» **SET EXERCISE A**
In the cartoon review, between which years were the fairy tale shorts on the second disc made?
» **SET EXERCISE B**
Repeat everything in the cartoon review from "Yep, still a" down to "Bea Arthur’s tampon.".

» **SUPPLIED PASSAGE**
--
Yep, still a better Dracula than Richard Roxburgh
The word duel of wordplay back and forth ruined me for life; I was in complete adoration of everything that Chuck Jones would ever work on. Then, there’s the classic Yeti in the Himalaya that just wants a bunny rabbit named George. He’s going to hug him and pet him and teach him right from wrong. The images contained in this short and Transylvania 6-5000 are iconic and stick in your brain for the rest of your life. That’s the beauty of these short pieces of entertainment that all of us are blasted with at a young age.
Daffy Duck learns what it’s like to be Bea Arthur’s tampon.
The other shorts featured on the first disc include Ali Baba Bunny, but it’s really not that much of a classic cartoon. So, I spent the remaining time perusing the bonus features on the first disc. You get a look at the bridging sequences that were used on Saturday Morning favorite The Bugs Bunny Show. Toss on a commercial gallery and it’s rather underwhelming. But, that’s when they drop the big bomber. The first half of the 2000 PBS Documentary Chuck Jones: Extremes and In-Betweens, a Life in Animation packs the punch on this disc, as everyone is given a crash course to Chuck Jones’ masterful work at Termite Terrace and beyond.
The man has influenced American Animation by taking apart the Disney assembly line practice of producing warm figures and maturing it. Often using established classical scores or the jazzy tempo of Carl Stalling, we watch as Jones struggles throughout the 30s and 40s before finding his footing under the careful eye of Leon Schlesinger. Everything gets built to this high point and then you’ve got to start on the second disc.
DISC 2 – FUN-FILLED FAIRY TALES
Includes:
1. Bewitched Bunny
2. Paying the Piper
3. The Bear’s Tale
4. Foney Fables
5. Goldimouse and the Three Cats
6. Holiday for Shoestrings
7. Little Red Rodent Hood
8. Little Red Walking Hood
9. Red Riding Hoodwinked
10. The Trial of Mr. Wolf
11. The Turn-Tale Wolf
12. Tom Thumb in Trouble
13. Tweety and the Beanstalk
14. A Gander at Mother Goose
15. Senorella and the Glass Huarache
The second disc is the downer of the bunch, as it’s nothing more than a hodge-podge of fairy tale based animated shorts pulled between 1937 and 1964. The majority of the shorts are Friz Freleng affairs that showcase the unsung hero of Termite Terrace. Freleng was the quick jobber that helped to build up the studio’s animation production in those years that they spent in direct competition with RKO, Disney, Columbia, Fleischer Brothers, MGM and Walter Lantz Productions. Half of the shorts are dedicated to Freleng’s thirty year stretch as being the go-to animator for those shorts that everyone saw, but didn’t appreciate like the others.
--
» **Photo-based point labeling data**
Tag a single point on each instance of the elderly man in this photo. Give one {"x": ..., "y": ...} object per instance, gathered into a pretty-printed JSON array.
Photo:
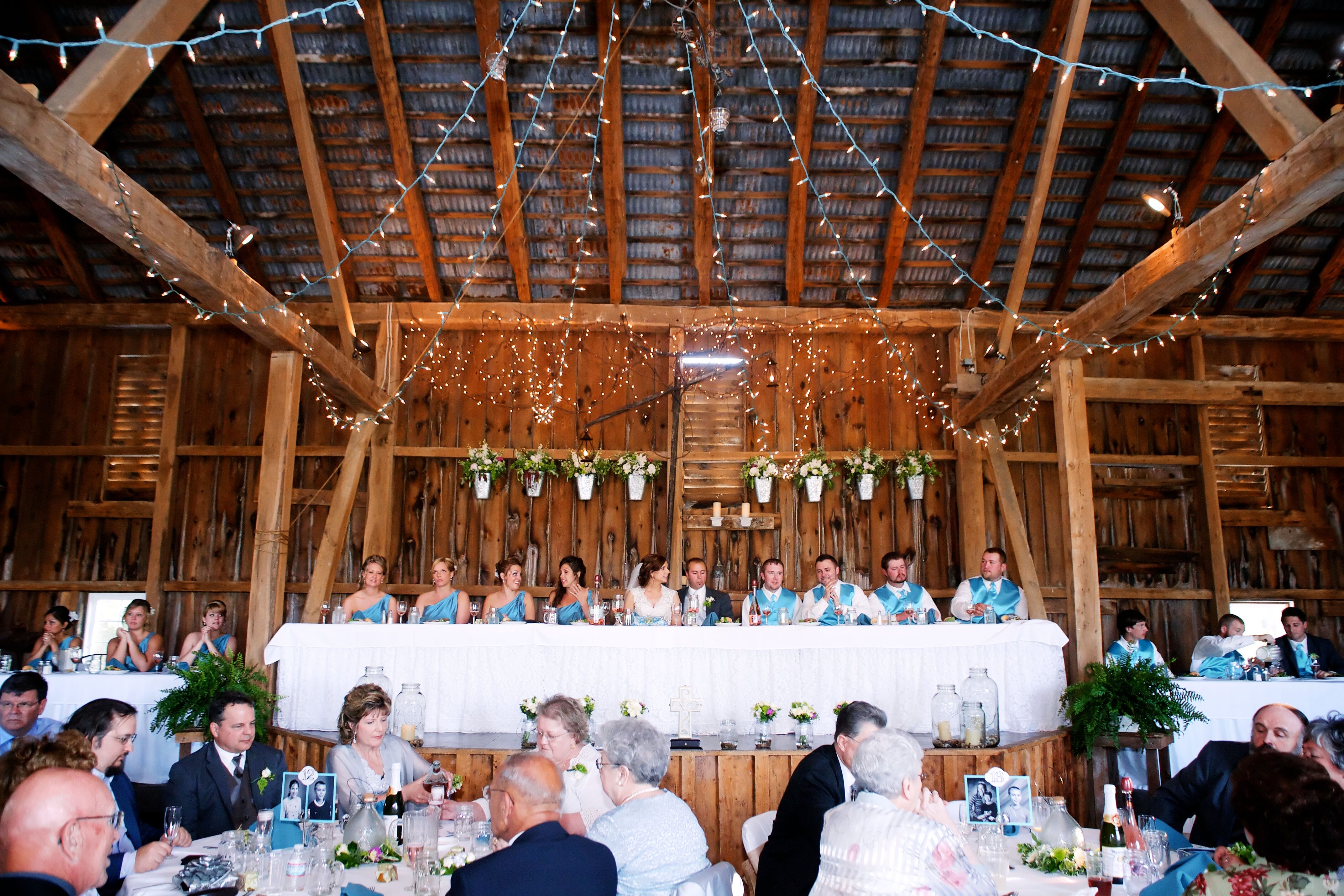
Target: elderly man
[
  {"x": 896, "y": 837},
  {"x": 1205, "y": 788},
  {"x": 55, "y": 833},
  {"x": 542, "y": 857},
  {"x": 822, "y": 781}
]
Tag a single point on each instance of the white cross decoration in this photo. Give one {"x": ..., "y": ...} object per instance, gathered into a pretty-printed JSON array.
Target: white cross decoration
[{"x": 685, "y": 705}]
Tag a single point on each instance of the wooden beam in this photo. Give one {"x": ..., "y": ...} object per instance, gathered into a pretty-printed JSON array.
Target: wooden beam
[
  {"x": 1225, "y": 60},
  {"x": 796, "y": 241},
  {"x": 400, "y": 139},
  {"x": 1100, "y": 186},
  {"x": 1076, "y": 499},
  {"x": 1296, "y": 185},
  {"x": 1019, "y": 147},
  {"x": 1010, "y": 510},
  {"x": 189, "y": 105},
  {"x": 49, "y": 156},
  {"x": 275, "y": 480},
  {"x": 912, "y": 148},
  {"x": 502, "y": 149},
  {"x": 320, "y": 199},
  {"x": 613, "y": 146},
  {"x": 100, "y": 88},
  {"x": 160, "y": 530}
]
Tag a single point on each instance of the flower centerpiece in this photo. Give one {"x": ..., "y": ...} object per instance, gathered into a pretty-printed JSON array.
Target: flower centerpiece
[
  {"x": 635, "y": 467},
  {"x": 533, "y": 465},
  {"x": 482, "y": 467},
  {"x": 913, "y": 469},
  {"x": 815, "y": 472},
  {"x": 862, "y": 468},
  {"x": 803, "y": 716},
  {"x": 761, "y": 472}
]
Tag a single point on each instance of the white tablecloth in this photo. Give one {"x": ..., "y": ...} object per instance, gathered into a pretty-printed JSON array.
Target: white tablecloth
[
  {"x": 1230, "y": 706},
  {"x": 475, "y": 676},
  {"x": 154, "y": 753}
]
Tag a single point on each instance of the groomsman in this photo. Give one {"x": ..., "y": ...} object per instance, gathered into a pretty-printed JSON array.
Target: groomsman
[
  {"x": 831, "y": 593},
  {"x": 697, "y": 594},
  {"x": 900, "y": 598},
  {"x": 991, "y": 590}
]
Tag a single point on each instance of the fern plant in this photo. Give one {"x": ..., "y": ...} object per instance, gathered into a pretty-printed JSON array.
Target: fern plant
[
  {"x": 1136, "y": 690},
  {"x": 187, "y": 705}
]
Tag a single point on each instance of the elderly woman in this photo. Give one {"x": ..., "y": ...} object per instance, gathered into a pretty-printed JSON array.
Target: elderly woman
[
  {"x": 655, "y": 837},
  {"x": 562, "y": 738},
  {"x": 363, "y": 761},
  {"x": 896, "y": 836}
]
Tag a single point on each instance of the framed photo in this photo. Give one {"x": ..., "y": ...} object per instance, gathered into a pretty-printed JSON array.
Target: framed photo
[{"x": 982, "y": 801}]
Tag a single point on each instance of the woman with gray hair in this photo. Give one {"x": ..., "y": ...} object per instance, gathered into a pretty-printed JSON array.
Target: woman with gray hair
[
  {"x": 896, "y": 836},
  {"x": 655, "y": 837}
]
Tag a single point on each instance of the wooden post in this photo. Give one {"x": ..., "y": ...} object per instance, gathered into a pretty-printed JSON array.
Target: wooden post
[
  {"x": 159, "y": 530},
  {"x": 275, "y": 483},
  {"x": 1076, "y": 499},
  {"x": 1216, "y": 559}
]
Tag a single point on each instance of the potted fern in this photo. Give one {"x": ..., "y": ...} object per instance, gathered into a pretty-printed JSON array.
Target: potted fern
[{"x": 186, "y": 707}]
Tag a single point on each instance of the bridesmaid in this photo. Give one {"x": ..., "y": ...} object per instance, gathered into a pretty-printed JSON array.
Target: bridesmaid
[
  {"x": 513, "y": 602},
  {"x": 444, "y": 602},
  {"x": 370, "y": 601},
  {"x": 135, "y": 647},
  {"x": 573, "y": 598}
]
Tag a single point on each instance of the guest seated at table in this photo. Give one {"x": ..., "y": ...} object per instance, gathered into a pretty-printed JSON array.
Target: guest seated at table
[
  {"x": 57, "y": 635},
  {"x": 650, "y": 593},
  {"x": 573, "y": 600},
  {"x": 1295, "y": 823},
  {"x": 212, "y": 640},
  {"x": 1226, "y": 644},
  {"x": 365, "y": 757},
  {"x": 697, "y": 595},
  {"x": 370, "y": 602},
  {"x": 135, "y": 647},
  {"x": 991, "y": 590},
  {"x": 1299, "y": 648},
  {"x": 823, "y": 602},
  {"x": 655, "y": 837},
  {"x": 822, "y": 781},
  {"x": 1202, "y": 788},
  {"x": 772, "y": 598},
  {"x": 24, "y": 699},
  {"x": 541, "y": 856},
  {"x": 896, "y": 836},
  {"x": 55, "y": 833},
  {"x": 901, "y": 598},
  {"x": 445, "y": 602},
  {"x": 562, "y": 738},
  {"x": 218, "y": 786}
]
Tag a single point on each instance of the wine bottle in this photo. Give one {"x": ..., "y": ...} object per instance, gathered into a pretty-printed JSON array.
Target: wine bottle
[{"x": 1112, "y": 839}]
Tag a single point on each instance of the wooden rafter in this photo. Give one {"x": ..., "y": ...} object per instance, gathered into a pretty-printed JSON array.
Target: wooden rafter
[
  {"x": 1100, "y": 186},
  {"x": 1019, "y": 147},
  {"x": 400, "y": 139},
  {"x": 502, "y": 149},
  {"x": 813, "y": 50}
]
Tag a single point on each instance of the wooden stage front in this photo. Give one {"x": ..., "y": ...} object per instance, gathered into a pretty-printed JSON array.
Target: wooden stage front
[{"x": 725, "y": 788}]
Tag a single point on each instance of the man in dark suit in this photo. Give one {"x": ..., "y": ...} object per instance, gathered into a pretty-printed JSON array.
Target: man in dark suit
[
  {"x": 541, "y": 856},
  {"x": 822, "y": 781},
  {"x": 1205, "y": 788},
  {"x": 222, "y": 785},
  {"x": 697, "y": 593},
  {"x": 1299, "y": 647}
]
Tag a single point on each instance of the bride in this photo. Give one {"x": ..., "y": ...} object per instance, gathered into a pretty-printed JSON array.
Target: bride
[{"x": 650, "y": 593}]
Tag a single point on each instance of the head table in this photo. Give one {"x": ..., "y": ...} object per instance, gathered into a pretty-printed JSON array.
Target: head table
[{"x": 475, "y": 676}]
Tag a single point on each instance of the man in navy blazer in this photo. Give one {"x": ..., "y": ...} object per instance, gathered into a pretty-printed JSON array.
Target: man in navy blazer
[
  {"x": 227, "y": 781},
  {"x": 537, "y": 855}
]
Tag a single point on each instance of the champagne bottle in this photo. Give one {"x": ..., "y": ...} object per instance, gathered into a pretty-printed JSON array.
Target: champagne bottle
--
» **FINAL RESULT A**
Between 1937 and 1964.

» **FINAL RESULT B**
Yep, still a better Dracula than Richard Roxburgh
The word duel of wordplay back and forth ruined me for life; I was in complete adoration of everything that Chuck Jones would ever work on. Then, there’s the classic Yeti in the Himalaya that just wants a bunny rabbit named George. He’s going to hug him and pet him and teach him right from wrong. The images contained in this short and Transylvania 6-5000 are iconic and stick in your brain for the rest of your life. That’s the beauty of these short pieces of entertainment that all of us are blasted with at a young age.
Daffy Duck learns what it’s like to be Bea Arthur’s tampon.